Source document:
* * *

# Here it is!



## deicepro (Mar 24, 2009)

Just finished this liquid walk behind sprayer. I bought a tank for it but im gonna custom mold my own for better balance. All aluminum except the wheels which are all plastic and the steel threaded axel, 5gpm pump with a motor cycle battery. Boom is 46" wide with 1/8" holes spaced 2" apart. I tried it out on the driveway and it works awsome. I wired in a plug-in in the back of the truck box to keep it charged. Im thinking about building a different boom where the ends fold up before they break off. All the electrical connections will be epoxied before winter. Any comments? kubota where are you?


----------



## FLC2004 (Aug 29, 2010)

deicepro;1070195 said:


> Just finished this liquid walk behind sprayer. I bought a tank for it but im gonna custom mold my own for better balance. All aluminum except the wheels which are all plastic and the steel threaded axel, 5gpm pump with a motor cycle battery. Boom is 46" wide with 1/8" holes spaced 2" apart. I tried it out on the driveway and it works awsome. I wired in a plug-in in the back of the truck box to keep it charged. Im thinking about building a different boom where the ends fold up before they break off. All the electrical connections will be epoxied before winter. Any comments? kubota where are you?


Thats pretty cool. Let me know how you make out with it. :salute:


----------



## Burkartsplow (Nov 1, 2007)

Looks good, but I would think pneumatic tires would do better in the snow. but other then that I cant wait to see it completed.


----------



## ColumbiaLand (Sep 1, 2008)

Not bad, that looks pretty mint. Good luck with it, let us know how it works once you get the tank mounted.


----------



## snocrete (Feb 28, 2009)

Burkartsplow;1070208 said:


> Looks good, but I would think pneumatic tires would do better in the snow. but other then that I cant wait to see it completed.


I'm gonna assume that its a pretreat/antiicing tool....shouldnt really be pushing it through snow..?...?

nice job deicepro


----------



## Kubota 8540 (Sep 25, 2009)

I was busy putting brakes on a Pontiac Van. (piece of cake) oh shocks too. Looks good, 5gpm = actual 3.5+gpm, yep break-a-way folding boom, tires are good, no air needed, all aluminum, no rust.......1/8" holes maybe a little big?............WHAT no self propel?
My atv sprayer, 60 psi eats the battery. So a plug to recharge is also good. Needs a kick stand?

That is the quickest and easiest way to make the boom, if you decide to change it, then you start getting more parts and more complicated.


----------



## kramer56 (Oct 13, 2006)

Yeah I think the pneumatic tires would roll better w/out skidding making it easier for the operator. great job tho


----------



## deicepro (Mar 24, 2009)

Thanks guys for the responses, I was bored one day and thought I would make a prototype for my shovel guy



snocrete;1070242 said:


> I'm gonna assume that its a pretreat/antiicing tool....shouldnt really be pushing it through snow..?...?

* * *

Requirements:
1. Retype the sprayer thread word for word, starting at "I was busy putting" and ending at "no self propel?".
2. Answer these from the sprayer thread:
(a) How wide is the boom?
(b) At what pressure does Kubota 8540's ATV sprayer run?
(c) What type of tires did Burkartsplow think would do better in the snow?
3. Write what comes next in the sprayer thread, picking up right after its last line.
The listing that comes after this point has nothing to do with the sprayer thread.

Raw data:
* * *

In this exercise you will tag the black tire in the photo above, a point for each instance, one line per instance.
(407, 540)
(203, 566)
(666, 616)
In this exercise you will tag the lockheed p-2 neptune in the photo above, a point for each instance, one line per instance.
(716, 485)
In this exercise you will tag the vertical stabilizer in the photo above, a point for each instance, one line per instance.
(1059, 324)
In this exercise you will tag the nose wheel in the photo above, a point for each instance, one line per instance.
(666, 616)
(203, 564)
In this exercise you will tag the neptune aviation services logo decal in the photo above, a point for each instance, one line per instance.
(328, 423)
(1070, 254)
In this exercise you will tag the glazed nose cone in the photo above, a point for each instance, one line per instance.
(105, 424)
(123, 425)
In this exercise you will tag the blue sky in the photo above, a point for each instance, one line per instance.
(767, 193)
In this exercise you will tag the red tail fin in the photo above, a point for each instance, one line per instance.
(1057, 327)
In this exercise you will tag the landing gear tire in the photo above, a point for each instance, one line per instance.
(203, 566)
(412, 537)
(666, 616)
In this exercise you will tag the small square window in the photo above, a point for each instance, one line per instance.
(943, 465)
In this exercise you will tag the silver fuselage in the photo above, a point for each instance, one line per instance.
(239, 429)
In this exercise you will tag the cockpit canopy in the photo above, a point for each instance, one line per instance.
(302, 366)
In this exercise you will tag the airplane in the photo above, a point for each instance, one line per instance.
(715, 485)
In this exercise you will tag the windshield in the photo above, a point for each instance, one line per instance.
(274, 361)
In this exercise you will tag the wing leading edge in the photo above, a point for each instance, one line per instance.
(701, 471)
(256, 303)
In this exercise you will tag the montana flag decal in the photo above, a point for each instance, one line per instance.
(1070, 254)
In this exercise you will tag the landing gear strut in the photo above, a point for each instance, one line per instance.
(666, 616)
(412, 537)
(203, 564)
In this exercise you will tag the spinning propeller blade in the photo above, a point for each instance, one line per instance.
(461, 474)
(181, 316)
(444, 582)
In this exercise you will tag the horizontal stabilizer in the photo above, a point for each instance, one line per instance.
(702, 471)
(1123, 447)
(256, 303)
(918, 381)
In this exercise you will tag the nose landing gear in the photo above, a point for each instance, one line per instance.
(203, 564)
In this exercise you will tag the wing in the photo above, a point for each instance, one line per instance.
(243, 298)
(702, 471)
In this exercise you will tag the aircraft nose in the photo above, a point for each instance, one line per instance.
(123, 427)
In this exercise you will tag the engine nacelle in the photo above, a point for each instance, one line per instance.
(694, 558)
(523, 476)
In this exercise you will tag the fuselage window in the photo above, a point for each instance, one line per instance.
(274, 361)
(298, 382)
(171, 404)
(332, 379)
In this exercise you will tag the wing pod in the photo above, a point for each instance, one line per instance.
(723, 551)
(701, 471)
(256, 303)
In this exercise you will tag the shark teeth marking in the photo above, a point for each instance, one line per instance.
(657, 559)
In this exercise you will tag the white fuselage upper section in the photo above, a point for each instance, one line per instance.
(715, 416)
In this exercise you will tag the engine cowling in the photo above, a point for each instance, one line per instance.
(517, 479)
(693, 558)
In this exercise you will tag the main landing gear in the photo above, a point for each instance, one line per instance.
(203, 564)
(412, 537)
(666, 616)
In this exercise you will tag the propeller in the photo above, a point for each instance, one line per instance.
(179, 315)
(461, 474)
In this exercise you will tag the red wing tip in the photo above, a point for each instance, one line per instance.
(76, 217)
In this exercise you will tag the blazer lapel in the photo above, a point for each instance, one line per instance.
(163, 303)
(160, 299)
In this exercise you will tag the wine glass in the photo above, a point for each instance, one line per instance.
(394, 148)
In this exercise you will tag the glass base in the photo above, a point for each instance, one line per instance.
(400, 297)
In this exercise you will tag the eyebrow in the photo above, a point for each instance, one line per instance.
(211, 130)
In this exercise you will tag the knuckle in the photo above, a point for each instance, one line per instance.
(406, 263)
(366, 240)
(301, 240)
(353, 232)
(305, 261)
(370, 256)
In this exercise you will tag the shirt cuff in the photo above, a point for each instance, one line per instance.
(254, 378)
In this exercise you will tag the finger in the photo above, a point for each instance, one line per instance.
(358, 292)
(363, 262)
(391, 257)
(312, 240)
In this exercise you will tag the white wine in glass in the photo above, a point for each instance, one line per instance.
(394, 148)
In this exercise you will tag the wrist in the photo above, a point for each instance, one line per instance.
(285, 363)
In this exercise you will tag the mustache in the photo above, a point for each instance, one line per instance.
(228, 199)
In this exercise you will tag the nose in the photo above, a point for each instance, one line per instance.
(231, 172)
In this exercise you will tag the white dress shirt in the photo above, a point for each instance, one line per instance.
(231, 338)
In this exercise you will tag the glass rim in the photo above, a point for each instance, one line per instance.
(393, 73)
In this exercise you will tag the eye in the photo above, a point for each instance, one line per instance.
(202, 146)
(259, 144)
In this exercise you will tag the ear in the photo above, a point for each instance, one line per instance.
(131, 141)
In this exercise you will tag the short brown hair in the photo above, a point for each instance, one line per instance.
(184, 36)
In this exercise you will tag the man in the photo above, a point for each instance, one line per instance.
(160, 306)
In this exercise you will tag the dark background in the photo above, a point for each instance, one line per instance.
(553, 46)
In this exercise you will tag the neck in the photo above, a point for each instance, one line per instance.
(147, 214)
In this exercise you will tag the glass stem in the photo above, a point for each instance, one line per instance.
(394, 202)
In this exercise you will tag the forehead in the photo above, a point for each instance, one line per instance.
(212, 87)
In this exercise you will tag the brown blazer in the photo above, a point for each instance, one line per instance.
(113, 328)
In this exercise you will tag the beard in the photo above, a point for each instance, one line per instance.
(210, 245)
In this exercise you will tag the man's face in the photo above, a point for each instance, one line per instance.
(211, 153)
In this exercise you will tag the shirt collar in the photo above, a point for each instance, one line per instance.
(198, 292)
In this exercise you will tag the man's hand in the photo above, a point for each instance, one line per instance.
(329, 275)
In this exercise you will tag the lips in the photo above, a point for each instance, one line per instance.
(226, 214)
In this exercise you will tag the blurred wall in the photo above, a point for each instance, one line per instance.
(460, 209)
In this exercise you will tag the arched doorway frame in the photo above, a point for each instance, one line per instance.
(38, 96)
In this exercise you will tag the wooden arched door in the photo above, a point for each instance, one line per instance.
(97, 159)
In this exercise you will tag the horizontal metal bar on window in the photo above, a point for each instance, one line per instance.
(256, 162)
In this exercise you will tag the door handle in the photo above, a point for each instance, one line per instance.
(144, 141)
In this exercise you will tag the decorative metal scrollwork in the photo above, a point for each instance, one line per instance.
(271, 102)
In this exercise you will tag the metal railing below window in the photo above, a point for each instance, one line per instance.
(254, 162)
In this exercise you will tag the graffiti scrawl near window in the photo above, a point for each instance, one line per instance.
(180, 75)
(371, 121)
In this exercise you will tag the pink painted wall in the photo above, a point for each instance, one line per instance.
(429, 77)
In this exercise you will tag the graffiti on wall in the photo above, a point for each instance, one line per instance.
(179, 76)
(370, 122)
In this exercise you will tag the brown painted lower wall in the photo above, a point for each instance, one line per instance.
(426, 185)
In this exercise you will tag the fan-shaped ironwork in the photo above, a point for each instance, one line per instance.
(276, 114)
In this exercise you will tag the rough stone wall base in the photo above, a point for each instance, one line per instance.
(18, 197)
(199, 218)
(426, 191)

* * *

Task responses:
1.
I was busy putting brakes on a Pontiac Van. (piece of cake) oh shocks too. Looks good, 5gpm = actual 3.5+gpm, yep break-a-way folding boom, tires are good, no air needed, all aluminum, no rust.......1/8" holes maybe a little big?............WHAT no self propel?

2.
(a) 46 inches
(b) 60 psi
(c) Pneumatic tires

3.
> 
> nice job deicepro


your right, but depending on how hard its snowing it might have to go through some snow, probably 1/2" or less, I though those skinny tall tires would work the best



Kubota 8540;1070258 said:


> I was busy putting brakes on a Pontiac Van. (piece of cake) oh shocks too. Looks good, 5gpm = actual 3.5+gpm, yep break-a-way folding boom, tires are good, no air needed, all aluminum, no rust.......1/8" holes maybe a little big?............WHAT no self propel?
> My atv sprayer, 60 psi eats the battery. So a plug to recharge is also good. Needs a kick stand?
> 
> That is the quickest and easiest way to make the boom, if you decide to change it, then you start getting more parts and more complicated.


Well until winter gets here I wont know if 1/8" hole are too big, no kick stand yet I have to get it welded up...........


----------



## Kubota 8540 (Sep 25, 2009)

deicepro;1070424 said:


> Thanks guys for the responses, I was bored one day and thought I would make a prototype for my shovel guy
> 
> your right, but depending on how hard its snowing it might have to go through some snow, probably 1/2" or less, I though those skinny tall tires would work the best
> 
> Well until winter gets here I wont know if 1/8" hole are too big, no kick stand yet I have to get it welded up...........


I say they might be to big, because I tried that type of boom on one of the big sprayers. 2" pump at 35 psi, I was shocked at the amount of liquid that came out. Or maybe you can just walk faster? :laughing:

I sold my Brinemaker last week so next week I get to start a new Brinemaker project. Twin tank, twin engine/pump, twin as expensive, 1,070 gallon unit, looking forward to a new project. I have thought about building a sidewalk sprayer, but that means I would have to get out of the cab, so.........no!


----------



## deicepro (Mar 24, 2009)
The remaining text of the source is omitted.